▶ TAREAS POR HACER
[A] Copia íntegro, sin ningún cambio, el texto sobre la regencia de Miguel Paleólogo.
[B] Organiza como CSV de dos columnas, solicitud y respuesta, solo los registros que empiezan en la línea que contiene "operator cab for treatment mapping." y siguen hasta la línea que contiene "[497,354,575,437]", ambas incluidas. Pon una fila por cada solicitud, con cada campo entre comillas y los saltos de línea sustituidos por espacios.

Este odio fue más fuerte que el juramento prestado al emperador en su lecho de
muerte y al propio Jorge Muzalón por los grandes y
Miguel Paleólogo al frente de ellos. El noveno día después de la muerte de
Teodoro II, en el transcurso de la misa celebrada por el alma del emperador difunto,
Jorge Muzalón y su hermano fueron atacados en la
iglesia y muertos ante el altar. La regencia pasó a Miguel Paleólogo, el
representante más capaz y más conocido de la aristocracia. Procedente de una
vieja familia aristocrática, había casado con Teodora, sobrina-nieta de Juan
Vatatzes, y contaba entre sus antepasados a miembros de antiguas familias imperiales;
general brillante, gozaba del afecto de las tropas y en particular de los
mercenarios latinos. Hombre de carácter conciliador, contaba con partidarios en
todos los medios y en especial entre el alto clero. De este modo fue promovido
al cargo de Megaduque y más tarde al de Déspota, pero
estas dignidades no eran para él sino un primer paso hacia la dignidad suprema:
en el transcurso de los años 1258-1259 recibió la corona imperial en calidad de
emperador asociado al pequeño Juan Láscaris.

▶ REGISTROS PROPORCIONADOS

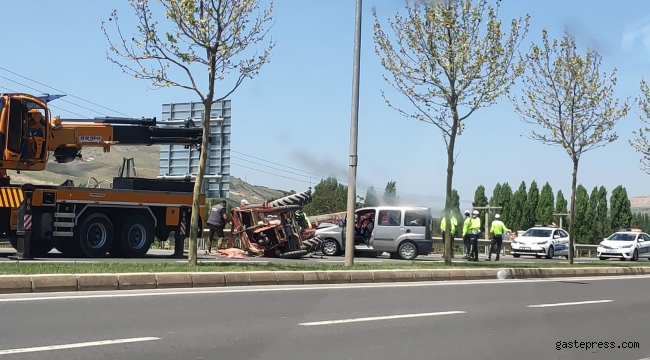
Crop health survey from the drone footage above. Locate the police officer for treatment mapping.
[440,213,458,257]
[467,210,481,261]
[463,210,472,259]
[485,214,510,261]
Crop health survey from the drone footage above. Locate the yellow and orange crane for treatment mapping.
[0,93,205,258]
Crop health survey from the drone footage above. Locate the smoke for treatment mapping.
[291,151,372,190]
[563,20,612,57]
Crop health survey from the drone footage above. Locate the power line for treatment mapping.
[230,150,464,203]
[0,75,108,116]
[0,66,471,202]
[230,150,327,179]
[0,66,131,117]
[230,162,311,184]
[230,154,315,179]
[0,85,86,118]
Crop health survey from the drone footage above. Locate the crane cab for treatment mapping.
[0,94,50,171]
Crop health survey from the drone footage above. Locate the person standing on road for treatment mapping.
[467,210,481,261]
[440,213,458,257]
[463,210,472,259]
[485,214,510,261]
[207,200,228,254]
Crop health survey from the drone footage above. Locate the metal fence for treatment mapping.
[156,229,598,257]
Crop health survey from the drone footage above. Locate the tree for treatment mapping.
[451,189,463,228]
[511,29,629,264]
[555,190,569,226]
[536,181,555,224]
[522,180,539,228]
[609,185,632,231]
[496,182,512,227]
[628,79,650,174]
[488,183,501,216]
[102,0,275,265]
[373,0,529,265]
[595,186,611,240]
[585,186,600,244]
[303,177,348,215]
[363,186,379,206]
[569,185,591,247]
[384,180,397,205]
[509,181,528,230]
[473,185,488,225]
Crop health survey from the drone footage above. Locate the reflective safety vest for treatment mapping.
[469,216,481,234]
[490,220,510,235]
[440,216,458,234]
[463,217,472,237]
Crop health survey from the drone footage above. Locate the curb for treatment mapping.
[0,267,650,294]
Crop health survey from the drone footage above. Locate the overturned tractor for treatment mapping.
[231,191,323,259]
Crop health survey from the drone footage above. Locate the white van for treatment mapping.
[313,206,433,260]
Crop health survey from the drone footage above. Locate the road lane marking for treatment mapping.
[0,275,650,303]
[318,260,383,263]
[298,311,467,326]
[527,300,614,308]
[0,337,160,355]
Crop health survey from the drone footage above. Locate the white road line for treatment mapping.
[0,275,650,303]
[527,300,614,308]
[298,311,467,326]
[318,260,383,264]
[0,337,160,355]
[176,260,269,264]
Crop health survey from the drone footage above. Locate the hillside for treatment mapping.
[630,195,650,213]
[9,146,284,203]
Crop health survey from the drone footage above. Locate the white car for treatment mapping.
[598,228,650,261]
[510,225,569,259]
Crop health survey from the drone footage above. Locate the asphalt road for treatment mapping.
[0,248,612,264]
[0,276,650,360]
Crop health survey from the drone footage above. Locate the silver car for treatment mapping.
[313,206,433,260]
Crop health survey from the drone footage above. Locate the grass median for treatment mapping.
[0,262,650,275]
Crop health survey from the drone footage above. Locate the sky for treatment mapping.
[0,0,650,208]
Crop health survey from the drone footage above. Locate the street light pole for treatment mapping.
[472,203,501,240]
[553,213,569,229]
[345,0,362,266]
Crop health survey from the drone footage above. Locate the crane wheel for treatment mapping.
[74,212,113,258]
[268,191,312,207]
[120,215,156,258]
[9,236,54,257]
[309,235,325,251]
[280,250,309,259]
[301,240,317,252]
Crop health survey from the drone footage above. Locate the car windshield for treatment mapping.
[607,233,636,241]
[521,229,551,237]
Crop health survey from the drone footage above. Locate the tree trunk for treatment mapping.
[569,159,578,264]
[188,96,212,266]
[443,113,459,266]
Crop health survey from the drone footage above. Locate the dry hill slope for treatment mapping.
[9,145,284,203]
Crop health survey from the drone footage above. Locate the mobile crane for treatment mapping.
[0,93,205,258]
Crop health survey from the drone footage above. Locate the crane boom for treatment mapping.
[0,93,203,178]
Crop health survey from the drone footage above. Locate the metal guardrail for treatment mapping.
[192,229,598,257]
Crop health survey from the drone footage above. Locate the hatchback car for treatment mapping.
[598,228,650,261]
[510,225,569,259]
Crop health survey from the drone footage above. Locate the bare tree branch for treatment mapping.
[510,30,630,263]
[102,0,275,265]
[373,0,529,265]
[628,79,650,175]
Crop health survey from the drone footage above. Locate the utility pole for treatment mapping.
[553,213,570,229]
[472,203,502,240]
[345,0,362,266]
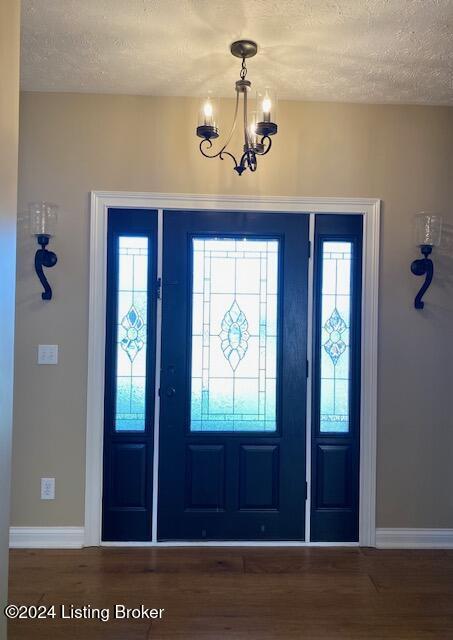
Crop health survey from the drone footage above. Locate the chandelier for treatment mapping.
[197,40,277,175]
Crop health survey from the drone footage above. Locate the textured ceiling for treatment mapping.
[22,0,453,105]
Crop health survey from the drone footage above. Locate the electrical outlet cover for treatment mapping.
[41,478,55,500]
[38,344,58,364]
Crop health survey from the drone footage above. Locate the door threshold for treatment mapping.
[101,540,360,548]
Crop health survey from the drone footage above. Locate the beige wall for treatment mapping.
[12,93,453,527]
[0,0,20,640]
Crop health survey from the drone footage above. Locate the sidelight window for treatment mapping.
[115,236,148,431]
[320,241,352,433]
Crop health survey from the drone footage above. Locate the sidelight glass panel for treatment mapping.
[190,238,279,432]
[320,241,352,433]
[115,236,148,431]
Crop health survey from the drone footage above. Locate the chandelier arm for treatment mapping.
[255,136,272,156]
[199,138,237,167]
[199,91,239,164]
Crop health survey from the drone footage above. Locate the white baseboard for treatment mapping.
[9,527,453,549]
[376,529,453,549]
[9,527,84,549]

* * *

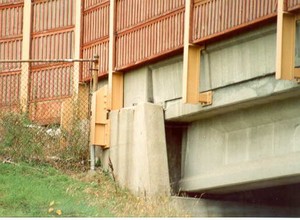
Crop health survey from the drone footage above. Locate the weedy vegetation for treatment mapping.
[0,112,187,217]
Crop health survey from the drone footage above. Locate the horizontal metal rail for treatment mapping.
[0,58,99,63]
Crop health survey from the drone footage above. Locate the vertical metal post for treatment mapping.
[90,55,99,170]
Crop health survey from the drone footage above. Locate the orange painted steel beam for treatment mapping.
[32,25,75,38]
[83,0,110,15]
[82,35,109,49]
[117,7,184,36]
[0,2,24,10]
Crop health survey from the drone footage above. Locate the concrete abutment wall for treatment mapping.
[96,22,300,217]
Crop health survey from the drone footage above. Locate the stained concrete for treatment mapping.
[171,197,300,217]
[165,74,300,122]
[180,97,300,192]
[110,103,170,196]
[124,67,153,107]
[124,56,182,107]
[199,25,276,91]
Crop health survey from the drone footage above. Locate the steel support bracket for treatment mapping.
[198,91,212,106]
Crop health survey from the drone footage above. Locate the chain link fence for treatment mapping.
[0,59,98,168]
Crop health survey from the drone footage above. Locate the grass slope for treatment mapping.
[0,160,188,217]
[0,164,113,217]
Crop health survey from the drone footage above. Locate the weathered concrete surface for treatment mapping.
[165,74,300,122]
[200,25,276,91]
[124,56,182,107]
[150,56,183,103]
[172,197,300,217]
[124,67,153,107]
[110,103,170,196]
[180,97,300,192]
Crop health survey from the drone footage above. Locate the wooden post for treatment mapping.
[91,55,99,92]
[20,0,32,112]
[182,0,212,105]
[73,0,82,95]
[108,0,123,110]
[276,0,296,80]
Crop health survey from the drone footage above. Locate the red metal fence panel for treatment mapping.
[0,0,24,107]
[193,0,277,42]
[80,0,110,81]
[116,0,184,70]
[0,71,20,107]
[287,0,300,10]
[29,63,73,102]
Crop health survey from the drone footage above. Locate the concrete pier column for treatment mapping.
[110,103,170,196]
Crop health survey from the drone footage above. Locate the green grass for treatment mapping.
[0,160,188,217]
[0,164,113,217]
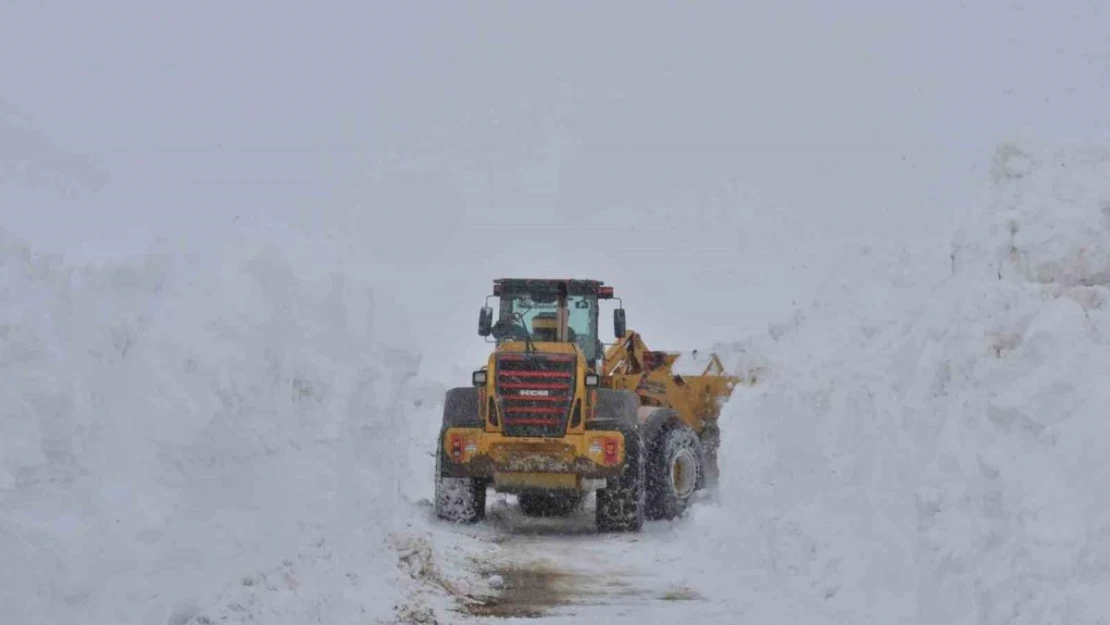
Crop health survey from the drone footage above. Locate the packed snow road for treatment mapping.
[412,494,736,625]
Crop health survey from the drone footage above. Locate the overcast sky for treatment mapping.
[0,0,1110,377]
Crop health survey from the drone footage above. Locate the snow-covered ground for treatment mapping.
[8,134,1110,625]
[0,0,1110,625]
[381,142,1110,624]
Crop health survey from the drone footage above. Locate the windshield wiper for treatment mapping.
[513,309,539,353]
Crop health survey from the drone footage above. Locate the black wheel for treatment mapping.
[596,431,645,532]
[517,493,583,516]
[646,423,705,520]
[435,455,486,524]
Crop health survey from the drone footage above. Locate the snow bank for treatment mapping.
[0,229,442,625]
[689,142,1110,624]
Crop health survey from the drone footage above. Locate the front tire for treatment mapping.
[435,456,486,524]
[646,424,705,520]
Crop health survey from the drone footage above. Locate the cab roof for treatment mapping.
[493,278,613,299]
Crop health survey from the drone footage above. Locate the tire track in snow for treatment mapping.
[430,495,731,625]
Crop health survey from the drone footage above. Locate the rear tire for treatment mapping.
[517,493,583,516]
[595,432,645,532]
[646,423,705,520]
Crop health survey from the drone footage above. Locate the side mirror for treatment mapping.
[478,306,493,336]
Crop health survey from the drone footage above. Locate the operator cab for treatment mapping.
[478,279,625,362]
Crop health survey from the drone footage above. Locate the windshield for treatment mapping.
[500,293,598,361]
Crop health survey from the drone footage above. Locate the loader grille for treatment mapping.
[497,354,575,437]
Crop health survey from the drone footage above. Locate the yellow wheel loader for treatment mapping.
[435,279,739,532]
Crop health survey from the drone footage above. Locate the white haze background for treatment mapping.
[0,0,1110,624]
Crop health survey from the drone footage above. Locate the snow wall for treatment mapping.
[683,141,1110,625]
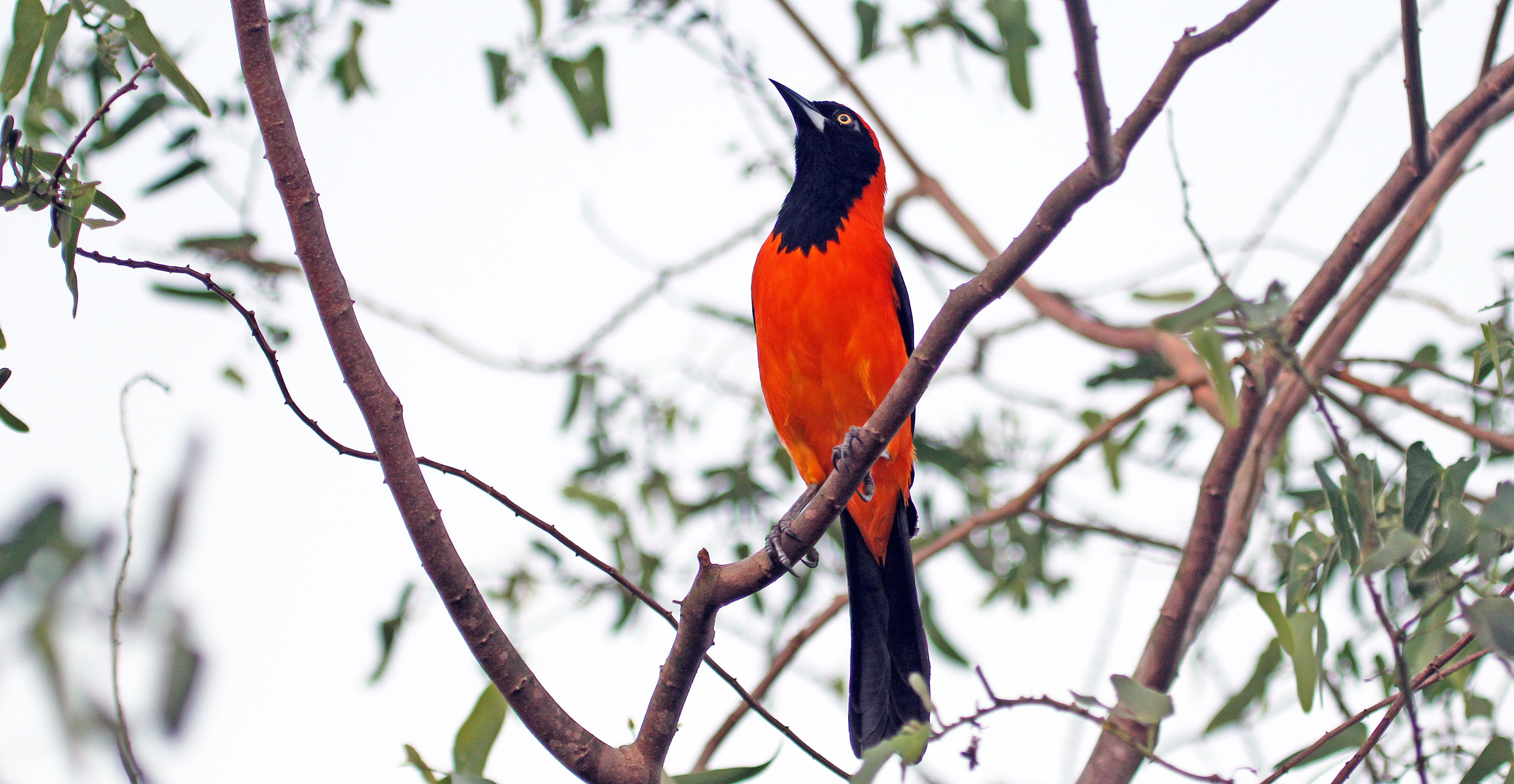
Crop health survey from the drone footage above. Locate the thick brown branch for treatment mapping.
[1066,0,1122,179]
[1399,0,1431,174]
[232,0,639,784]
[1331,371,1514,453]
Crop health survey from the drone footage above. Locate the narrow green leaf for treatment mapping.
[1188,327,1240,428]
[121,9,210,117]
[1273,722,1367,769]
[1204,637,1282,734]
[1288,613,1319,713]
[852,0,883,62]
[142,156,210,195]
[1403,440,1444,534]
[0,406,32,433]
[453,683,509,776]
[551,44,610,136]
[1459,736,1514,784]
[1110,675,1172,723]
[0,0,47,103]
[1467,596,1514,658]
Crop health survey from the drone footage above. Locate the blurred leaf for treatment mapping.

▶ RESPUESTAS DEL EJERCICIO
[A]
Este odio fue más fuerte que el juramento prestado al emperador en su lecho de
muerte y al propio Jorge Muzalón por los grandes y
Miguel Paleólogo al frente de ellos. El noveno día después de la muerte de
Teodoro II, en el transcurso de la misa celebrada por el alma del emperador difunto,
Jorge Muzalón y su hermano fueron atacados en la
iglesia y muertos ante el altar. La regencia pasó a Miguel Paleólogo, el
representante más capaz y más conocido de la aristocracia. Procedente de una
vieja familia aristocrática, había casado con Teodora, sobrina-nieta de Juan
Vatatzes, y contaba entre sus antepasados a miembros de antiguas familias imperiales;
general brillante, gozaba del afecto de las tropas y en particular de los
mercenarios latinos. Hombre de carácter conciliador, contaba con partidarios en
todos los medios y en especial entre el alto clero. De este modo fue promovido
al cargo de Megaduque y más tarde al de Déspota, pero
estas dignidades no eran para él sino un primer paso hacia la dignidad suprema:
en el transcurso de los años 1258-1259 recibió la corona imperial en calidad de
emperador asociado al pequeño Juan Láscaris.

[B]
solicitud,respuesta
"Crop health survey from the drone footage above. Locate the operator cab for treatment mapping.","[478,279,625,362]"
"Crop health survey from the drone footage above. Locate the windshield for treatment mapping.","[500,293,598,361]"
"Crop health survey from the drone footage above. Locate the loader grille for treatment mapping.","[497,354,575,437]"